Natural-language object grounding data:
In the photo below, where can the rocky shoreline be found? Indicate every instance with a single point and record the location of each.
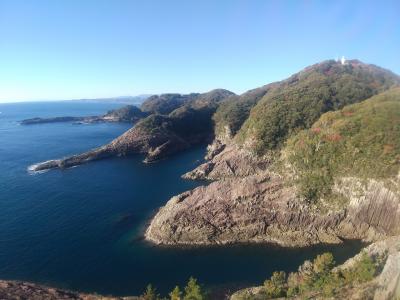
(17, 290)
(128, 113)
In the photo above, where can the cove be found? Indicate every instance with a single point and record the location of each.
(81, 228)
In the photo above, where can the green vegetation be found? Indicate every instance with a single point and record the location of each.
(150, 293)
(193, 291)
(361, 140)
(297, 102)
(319, 279)
(176, 294)
(275, 286)
(167, 103)
(191, 121)
(128, 113)
(235, 110)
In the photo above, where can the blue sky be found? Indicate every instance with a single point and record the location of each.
(87, 49)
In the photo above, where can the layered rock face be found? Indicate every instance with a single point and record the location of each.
(227, 161)
(250, 209)
(17, 290)
(385, 286)
(261, 208)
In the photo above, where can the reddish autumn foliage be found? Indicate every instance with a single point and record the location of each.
(334, 137)
(316, 129)
(347, 113)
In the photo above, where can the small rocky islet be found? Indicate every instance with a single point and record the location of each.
(311, 159)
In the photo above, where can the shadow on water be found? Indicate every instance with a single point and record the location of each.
(80, 228)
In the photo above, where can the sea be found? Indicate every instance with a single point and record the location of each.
(82, 228)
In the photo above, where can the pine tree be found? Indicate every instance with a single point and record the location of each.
(150, 293)
(175, 294)
(193, 290)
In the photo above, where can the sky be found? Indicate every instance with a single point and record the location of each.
(51, 50)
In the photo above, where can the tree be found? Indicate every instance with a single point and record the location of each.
(193, 290)
(275, 287)
(175, 294)
(324, 263)
(150, 293)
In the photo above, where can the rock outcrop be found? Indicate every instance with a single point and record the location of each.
(261, 208)
(227, 161)
(17, 290)
(157, 135)
(128, 113)
(385, 286)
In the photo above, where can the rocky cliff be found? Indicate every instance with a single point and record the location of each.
(17, 290)
(261, 199)
(384, 286)
(157, 135)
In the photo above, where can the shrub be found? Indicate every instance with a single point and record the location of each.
(275, 286)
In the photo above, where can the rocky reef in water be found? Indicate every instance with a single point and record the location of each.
(16, 290)
(157, 135)
(128, 113)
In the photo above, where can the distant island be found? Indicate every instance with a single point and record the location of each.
(128, 113)
(312, 159)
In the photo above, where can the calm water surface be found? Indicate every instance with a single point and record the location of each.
(81, 228)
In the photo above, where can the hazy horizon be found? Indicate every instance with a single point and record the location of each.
(83, 50)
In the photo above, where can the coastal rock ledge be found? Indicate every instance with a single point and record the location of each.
(262, 209)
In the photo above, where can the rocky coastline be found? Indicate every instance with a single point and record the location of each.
(128, 113)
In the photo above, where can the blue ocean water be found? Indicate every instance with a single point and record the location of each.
(81, 228)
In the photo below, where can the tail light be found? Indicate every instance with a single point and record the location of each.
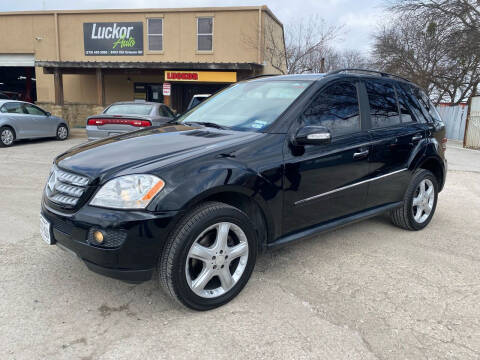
(444, 143)
(107, 121)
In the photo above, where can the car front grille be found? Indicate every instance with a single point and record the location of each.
(64, 188)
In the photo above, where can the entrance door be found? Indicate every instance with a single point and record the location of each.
(154, 92)
(324, 182)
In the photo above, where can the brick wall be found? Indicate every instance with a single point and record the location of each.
(75, 114)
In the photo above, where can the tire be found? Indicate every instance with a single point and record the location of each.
(7, 136)
(197, 236)
(416, 217)
(62, 132)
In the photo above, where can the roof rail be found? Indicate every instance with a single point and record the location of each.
(379, 73)
(261, 75)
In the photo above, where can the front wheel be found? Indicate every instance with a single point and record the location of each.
(62, 132)
(419, 203)
(209, 256)
(7, 136)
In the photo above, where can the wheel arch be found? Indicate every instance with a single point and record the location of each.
(11, 127)
(434, 165)
(241, 198)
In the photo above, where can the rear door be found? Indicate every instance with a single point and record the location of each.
(24, 125)
(325, 182)
(395, 136)
(43, 125)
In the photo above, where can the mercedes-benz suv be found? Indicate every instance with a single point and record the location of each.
(261, 164)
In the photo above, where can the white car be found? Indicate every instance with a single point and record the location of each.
(22, 120)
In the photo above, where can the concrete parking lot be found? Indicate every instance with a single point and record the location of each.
(366, 291)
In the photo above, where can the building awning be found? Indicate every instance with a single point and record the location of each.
(17, 60)
(50, 66)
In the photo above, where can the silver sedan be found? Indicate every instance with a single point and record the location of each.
(22, 120)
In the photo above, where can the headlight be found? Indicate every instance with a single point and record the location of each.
(128, 192)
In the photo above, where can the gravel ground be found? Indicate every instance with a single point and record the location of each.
(366, 291)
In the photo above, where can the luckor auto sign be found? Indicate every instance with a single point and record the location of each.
(114, 39)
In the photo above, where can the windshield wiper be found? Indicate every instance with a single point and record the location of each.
(206, 123)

> GOAL OF THE EXERCISE:
Quote every record above exactly, omitting any pictures they contain.

> RESPONSE BELOW:
In the photo below, where can the rocky shoreline be found? Indicate every instance with a single point and record the location of each.
(17, 290)
(128, 113)
In the photo above, where can the cove be found? Indicate every instance with a single point and record the location of each.
(81, 228)
In the photo above, where can the green vegetation be found? Indicate every instance with a single point and record the location of each.
(150, 293)
(193, 291)
(361, 140)
(297, 102)
(319, 279)
(176, 294)
(275, 286)
(167, 103)
(191, 121)
(128, 113)
(235, 110)
In the photo above, where can the blue sky be found? Indicate every instance with a single point and record the location of each.
(87, 49)
In the photo above, where can the layered rock face be found? Indicate every instance with a single point and record the location of each.
(227, 161)
(250, 209)
(17, 290)
(385, 286)
(261, 208)
In the photo above, where can the reddish autumn foliage be found? Indicate every instance with a single point and record the location of each.
(334, 137)
(316, 129)
(347, 113)
In the photo above, where can the small rocky islet be found? Indicate every instance with a single point and record the location of each.
(311, 159)
In the photo above, where can the shadow on water be found? Indicate every instance with a single point and record the location of each.
(80, 228)
In the photo above, where can the sea be found? Indicate every instance with a single point and record the location of each.
(82, 228)
In the photo above, where can the pine tree be found? Indicate every instance with a single point and record the location of each.
(150, 293)
(175, 294)
(193, 290)
In the photo above, where can the sky be found? Indicate every instance with a single point and record the location of each.
(51, 50)
In the photo above, where can the tree be found? Indicate every instance with a single point and record the location of each.
(193, 290)
(275, 287)
(175, 294)
(324, 263)
(150, 293)
In the photo above, where can the rock outcrop be found? Indicate every instance with a single point and record the location of each.
(261, 208)
(227, 161)
(17, 290)
(157, 135)
(128, 113)
(385, 286)
In the photo above, where can the rocky cliff be found? Indicate every instance with a single point and record the location of each.
(17, 290)
(261, 199)
(384, 286)
(157, 135)
In the photo above, where can the shrub be found? Indicate every instance with a single point and record the location of each.
(275, 286)
In the photo above, where can the rocky reef in water be found? Indicate every instance with a single point and record the location of each.
(16, 290)
(157, 135)
(128, 113)
In the photo above, where can the distant island be found? Indicate every instance with a single point and record the location of each.
(128, 113)
(312, 159)
In the photo above, where can the calm water surface be found? Indicate every instance with a single point and record the location of each.
(81, 228)
In the photo above, where can the hazy horizon be found? Indicate every instance with a single point and record the location of each.
(83, 50)
In the photo above, where can the coastal rock ledge be found? Indicate every instance with a single point and record the location of each.
(262, 209)
In the photo above, where can the rocky coastline be found? Indicate every instance with a single point and record the location of each.
(128, 113)
In the photo above, where can the blue ocean water be found? Indicate every instance with a single point and record the location of each.
(81, 228)
In the photo below, where can the tail light be found? Indicate every instance with a single point and record the location of each.
(444, 143)
(107, 121)
In the photo above, where can the car front grille be found? Indicate every instance with a single point and record the location of each.
(64, 188)
In the photo above, where can the entrance door be found? Indicate every instance with a single point and record the location of each.
(154, 92)
(324, 182)
In the photo above, where can the brick wall be found? Indicate every instance with a single point and record the location of each.
(75, 114)
In the photo above, where can the tire be found? Indicate every instance with a single point and record the location of each.
(7, 136)
(197, 236)
(416, 217)
(62, 132)
In the photo above, where can the roof rail be found? Indicate every instance with a single point and record the location of each.
(379, 73)
(261, 75)
In the photo above, where can the front wheel be found? Indicate every instance with a single point and record the location of each.
(62, 132)
(419, 203)
(209, 256)
(7, 136)
In the photo above, where can the wheel arch be found? Indicate every instance with a single point and record the location of each.
(11, 127)
(434, 165)
(241, 198)
In the photo above, where can the rear door be found? Indicate every instance with a single point and record the location of each.
(24, 125)
(325, 182)
(395, 136)
(43, 125)
In the photo above, where can the mercedes-benz suv be found? Indicate every instance with a single point and record the location of each.
(261, 164)
In the photo above, where can the white car be found? Indicate every instance with a single point and record the location of each.
(22, 120)
In the photo above, where can the concrete parking lot be found? Indicate every instance with a single point and record the location of each.
(366, 291)
In the photo above, where can the building awning be found? Indicate every instance with a single point and record the location of each.
(17, 60)
(50, 66)
In the photo above, where can the silver sedan be found? Indicate every instance with a single point and record the location of each.
(22, 120)
In the photo above, where can the headlight be found? Indicate every instance with a single point and record the location of each.
(128, 192)
In the photo above, where can the gravel ground be found? Indicate every instance with a single point and record the location of each.
(366, 291)
In the photo above, where can the luckor auto sign be found? Indicate every instance with a single point and record the location of each.
(114, 39)
In the photo above, where can the windshield wiper be found? Indicate every instance with a single point and record the location of each.
(206, 123)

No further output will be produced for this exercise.